> [Given exercise]
Copy out all of the lines below, requests included, but scale every point coordinate in the answers by 2.15 and round each result to a whole number, rounding halves up.

> [Input for this task]
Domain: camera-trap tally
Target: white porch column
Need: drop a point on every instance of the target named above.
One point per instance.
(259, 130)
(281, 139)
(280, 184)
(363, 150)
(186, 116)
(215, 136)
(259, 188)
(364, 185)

> [Complete output]
Domain: camera-trap tally
Target: white porch column
Need: drop a point on every instance of the target named above.
One point per instance.
(557, 280)
(604, 299)
(602, 396)
(780, 323)
(400, 249)
(462, 292)
(557, 404)
(783, 398)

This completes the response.